The source for this text is an appendix in:
Bradbury, John. Travels in the Interior of America, 2nd ed. London : Sherwood, Neely, and Jones, 1819.

This appendix is a reprint of the article "American Enterprize", Missouri Gazette, Saint Louis, May 18, 1813.

The same article is also reprinted in The Niles' Weekly Register, Vol. 4, June 26, 1813.

It is also an appendix in:
Brackenridge, H. M. Views of Louisana. Pittsburgh, Cramer, Spear and Eichbaum, 1814.



WE last week promised our readers an account of the journey of the gentlemen attached to the New York Fur Company, from the Pacific Ocean to this place.- We now lay it before our readers, as collected from the gentlemen themselves.

On the 28th of June, 1812, Mr. Robert Stewart, one of the partners of the Pacific Fur Company, with two Frenchmen, Mr. Ramsey Crooks, and Mr. Robert M'Clellan, left the Pacific Ocean with despatches for New York.

After ascending the Columbia river ninety miles, John Day, one of the hunters became perfectly insane, and was sent back to the main establishment, under the charge of some Indians: the remaining six pursued their voyage upwards of six hundred miles, when they happily met with Mr. Joseph Miller, on his way to the mouth of the Columbia. He had been considerably to the south and east, among the nations called Blackarms and Arapahays, by the latter of whom he was robbed; in consequence of which he suffered almost every privation human nature is capable of, and was in a state of starvation and almost nudity when the party met him.

They had now fifteen horses, and pursued their journey for the Atlantic world, without any uncommon accident, until within about two hundred miles of the Rocky Mountains, where they unfortunately met with a party of the Crow Indians, who behaved with the utmost unbounded insolence, and were solely prevented from cutting off the party by observing them well armed and constantly on their guard. They, however, pursued on their track six days, and finally stole every horse belonging to the party.

Some idea of the situation of those men may be conceived, when we take into consideration, that they were now on foot, and had a journey of two thousand miles before them, fifteen hundred of which was entirely unknown, as they intended and prosecuted it considerably south of Messrs. Lewis and Clarke's route. The impossibility of carrying any quantity of provisions on their backs, in addition to their ammunition and bedding, will occur at first view. The danger to be apprehended from starvation was imminent. They, however, put the best face upon their prospects, and pursued their route towards the Rocky Mountains, at the head waters of the Colorado, or Spanish River, and stood their course E.S.E. until they struck the head waters of the great River Platte, which they undeviatingly followed to its mouth. It may here be observed, that this river, for about two hundred miles, is navigable for a barge; from thence to the Otto Village, within forty-five miles of its entrance into the Missouri, it is a mere bed of sand, without water sufficient to float a skin canoe.
::::
■ REQUIREMENTS: Please explain why, according to the account of the overland journey, fifteen hundred miles of the two thousand still ahead of the men on foot were entirely unknown.
::::
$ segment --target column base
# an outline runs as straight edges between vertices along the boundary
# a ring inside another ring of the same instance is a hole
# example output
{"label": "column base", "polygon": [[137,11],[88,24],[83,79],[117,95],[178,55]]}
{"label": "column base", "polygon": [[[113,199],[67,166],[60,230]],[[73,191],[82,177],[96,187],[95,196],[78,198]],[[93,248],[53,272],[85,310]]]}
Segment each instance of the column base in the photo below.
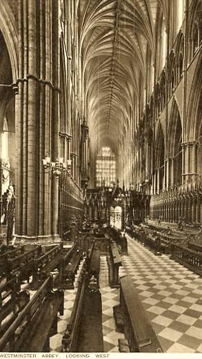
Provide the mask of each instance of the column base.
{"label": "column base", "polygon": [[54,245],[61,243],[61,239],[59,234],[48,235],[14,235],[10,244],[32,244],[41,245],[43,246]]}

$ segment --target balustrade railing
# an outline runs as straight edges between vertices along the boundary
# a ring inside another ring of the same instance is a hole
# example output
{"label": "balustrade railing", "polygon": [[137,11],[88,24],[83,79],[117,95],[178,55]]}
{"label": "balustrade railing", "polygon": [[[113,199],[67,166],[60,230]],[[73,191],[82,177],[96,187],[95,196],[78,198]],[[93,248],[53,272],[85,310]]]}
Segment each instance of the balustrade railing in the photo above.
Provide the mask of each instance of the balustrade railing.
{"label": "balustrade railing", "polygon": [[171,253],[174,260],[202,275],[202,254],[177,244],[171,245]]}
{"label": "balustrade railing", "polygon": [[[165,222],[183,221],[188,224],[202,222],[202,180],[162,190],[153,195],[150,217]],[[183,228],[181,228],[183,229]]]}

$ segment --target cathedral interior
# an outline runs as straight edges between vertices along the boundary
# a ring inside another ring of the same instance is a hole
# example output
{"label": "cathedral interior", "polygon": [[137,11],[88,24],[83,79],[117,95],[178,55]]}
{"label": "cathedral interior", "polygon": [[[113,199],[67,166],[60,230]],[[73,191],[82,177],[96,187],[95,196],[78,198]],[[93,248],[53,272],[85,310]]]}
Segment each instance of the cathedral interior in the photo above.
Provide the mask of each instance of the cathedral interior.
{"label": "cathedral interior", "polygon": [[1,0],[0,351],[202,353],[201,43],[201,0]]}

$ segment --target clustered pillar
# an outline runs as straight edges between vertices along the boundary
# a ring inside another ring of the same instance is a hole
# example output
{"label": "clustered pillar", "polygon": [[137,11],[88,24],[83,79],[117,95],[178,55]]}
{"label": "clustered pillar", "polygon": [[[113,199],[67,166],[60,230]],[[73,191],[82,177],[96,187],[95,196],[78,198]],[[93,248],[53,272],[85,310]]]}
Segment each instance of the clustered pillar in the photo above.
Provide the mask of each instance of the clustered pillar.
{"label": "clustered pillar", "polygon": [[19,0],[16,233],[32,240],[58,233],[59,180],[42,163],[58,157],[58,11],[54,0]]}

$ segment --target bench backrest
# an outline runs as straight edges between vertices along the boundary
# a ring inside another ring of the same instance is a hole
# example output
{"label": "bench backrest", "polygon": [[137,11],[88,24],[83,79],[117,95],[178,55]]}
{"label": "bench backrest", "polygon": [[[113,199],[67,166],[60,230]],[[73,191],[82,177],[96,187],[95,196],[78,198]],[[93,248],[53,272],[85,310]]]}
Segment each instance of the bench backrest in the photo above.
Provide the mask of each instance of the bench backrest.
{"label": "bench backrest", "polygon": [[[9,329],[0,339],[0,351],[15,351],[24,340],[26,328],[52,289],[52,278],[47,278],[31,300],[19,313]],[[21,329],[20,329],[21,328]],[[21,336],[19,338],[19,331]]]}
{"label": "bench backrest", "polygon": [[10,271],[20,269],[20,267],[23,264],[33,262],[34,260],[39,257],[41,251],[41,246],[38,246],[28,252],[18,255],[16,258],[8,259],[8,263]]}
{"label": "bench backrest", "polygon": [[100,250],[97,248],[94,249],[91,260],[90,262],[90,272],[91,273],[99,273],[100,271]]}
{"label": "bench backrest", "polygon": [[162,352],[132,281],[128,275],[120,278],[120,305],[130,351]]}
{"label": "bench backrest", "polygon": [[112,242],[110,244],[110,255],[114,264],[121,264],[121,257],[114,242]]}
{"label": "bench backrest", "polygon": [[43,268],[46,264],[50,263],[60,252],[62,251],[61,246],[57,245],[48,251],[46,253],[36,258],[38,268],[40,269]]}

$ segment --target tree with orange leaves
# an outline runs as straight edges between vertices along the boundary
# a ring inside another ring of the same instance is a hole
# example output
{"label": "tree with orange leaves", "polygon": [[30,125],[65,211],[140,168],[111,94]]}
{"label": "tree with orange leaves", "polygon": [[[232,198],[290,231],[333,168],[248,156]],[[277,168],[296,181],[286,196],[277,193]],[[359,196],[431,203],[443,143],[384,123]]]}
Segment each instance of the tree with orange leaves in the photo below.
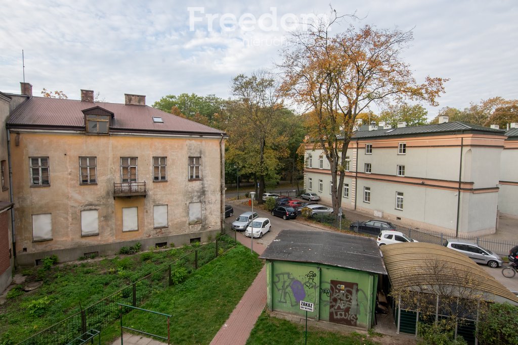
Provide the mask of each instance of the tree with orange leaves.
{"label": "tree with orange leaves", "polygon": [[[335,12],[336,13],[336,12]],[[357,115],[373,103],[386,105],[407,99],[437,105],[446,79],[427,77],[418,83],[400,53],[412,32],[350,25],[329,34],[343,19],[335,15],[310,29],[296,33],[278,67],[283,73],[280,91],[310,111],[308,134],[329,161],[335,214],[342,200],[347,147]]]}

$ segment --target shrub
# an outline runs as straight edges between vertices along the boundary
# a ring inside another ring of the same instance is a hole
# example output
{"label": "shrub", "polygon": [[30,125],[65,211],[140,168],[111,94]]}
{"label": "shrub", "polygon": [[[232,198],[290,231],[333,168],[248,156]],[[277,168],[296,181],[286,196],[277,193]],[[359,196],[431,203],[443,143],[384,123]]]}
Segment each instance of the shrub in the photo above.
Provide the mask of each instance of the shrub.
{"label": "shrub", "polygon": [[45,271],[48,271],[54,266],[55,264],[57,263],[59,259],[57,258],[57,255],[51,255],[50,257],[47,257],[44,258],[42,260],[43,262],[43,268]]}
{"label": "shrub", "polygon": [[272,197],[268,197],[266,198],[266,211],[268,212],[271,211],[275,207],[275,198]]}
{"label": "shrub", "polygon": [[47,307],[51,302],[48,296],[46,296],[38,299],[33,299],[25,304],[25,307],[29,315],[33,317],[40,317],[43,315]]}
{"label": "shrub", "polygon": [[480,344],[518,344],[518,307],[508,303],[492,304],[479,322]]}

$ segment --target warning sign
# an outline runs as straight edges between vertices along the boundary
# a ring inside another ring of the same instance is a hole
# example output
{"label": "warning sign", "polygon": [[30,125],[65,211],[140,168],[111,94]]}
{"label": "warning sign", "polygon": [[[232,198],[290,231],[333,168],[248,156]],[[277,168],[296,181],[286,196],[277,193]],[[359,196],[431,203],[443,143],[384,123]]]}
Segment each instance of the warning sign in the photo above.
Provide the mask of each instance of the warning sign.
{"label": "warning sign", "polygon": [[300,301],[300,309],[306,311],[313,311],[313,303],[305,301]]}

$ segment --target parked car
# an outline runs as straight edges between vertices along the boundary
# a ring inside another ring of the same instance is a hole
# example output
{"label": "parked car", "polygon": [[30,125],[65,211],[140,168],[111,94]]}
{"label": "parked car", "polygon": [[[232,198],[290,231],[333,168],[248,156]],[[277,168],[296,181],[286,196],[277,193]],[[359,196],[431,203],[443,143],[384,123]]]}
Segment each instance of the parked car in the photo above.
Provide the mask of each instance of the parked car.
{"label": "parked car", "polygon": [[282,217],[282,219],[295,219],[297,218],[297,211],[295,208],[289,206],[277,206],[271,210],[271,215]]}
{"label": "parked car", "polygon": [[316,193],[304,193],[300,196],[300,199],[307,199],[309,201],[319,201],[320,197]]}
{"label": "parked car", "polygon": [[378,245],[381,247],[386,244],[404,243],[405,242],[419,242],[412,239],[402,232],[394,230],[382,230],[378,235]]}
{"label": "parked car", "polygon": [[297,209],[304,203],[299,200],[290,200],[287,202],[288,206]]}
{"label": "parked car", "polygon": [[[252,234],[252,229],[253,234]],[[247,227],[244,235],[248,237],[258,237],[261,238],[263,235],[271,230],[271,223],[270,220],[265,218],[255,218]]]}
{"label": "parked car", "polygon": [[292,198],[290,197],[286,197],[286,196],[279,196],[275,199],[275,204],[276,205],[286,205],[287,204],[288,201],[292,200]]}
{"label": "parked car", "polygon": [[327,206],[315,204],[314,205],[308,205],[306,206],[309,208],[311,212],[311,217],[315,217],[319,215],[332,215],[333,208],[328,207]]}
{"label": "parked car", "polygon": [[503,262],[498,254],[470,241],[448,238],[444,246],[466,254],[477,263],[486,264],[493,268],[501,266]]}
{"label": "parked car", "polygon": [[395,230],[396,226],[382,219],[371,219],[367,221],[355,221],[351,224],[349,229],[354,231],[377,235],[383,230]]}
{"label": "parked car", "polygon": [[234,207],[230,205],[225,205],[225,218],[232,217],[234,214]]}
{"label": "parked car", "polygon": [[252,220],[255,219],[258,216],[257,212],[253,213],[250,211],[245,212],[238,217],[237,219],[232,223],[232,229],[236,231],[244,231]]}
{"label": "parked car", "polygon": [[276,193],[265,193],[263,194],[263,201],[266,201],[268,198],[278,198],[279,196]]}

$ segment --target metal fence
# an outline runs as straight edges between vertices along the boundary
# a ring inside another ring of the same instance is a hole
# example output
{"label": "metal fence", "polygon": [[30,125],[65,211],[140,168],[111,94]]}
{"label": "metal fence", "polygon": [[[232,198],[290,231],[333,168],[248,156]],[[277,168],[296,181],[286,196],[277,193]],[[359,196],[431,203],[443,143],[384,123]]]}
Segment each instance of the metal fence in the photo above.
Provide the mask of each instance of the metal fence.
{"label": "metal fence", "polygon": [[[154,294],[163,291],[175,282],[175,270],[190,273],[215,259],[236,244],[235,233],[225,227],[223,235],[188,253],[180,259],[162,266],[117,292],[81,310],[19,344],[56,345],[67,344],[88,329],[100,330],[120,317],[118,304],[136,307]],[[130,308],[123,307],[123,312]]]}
::::
■ RESULT FOR THIS TASK: The men intended to travel considerably south of the route taken by Lewis and Clark, and they followed that plan. That stretch of the journey was therefore unknown country.